*What needs to be done*:
Extract every line of the material below that contains the word "image".

##### Data records #####

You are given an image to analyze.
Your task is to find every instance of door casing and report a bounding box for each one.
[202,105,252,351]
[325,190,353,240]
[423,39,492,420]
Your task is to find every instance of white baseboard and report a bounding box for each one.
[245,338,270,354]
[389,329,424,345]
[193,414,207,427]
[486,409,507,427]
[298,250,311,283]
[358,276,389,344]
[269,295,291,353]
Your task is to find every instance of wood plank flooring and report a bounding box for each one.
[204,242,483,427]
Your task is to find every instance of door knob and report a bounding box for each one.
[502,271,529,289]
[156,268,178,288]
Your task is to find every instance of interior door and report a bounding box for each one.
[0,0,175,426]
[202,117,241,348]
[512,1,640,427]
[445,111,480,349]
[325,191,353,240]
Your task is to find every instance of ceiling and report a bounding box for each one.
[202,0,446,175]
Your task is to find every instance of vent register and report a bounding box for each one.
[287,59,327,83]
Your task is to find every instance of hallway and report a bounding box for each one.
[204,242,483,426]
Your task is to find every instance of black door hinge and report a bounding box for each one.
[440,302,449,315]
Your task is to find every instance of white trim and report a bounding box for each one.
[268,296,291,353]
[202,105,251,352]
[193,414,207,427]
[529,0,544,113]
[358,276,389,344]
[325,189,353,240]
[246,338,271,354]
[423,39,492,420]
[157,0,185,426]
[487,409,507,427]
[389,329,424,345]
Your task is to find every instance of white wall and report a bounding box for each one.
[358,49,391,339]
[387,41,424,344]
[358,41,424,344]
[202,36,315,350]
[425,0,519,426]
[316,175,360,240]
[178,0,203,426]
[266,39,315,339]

#####
##### Data records #####

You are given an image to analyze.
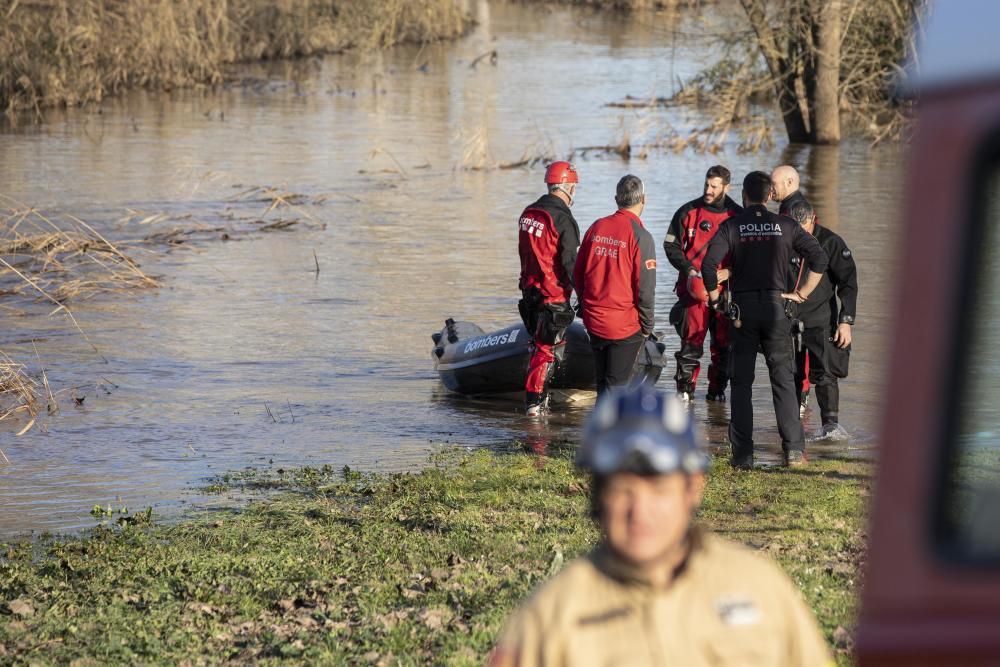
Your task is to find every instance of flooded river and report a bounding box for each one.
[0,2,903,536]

#####
##### Data records #####

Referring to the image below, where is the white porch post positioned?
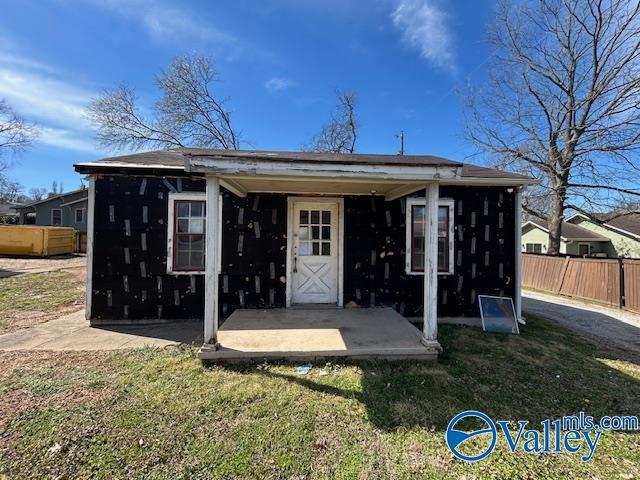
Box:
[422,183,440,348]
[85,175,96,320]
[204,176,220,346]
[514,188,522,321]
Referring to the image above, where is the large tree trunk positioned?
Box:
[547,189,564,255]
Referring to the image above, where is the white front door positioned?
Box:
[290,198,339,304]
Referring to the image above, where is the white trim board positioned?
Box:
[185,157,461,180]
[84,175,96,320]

#####

*Completed task*:
You are given an image to analyze.
You are given an image to analyze.
Referring to the image below, where is the white porch post positioned?
Referring to the image above, where is the large tree trunk positioned?
Referring to the image above, where is the white front door positioned?
Referring to the image above, where is the white trim board positioned?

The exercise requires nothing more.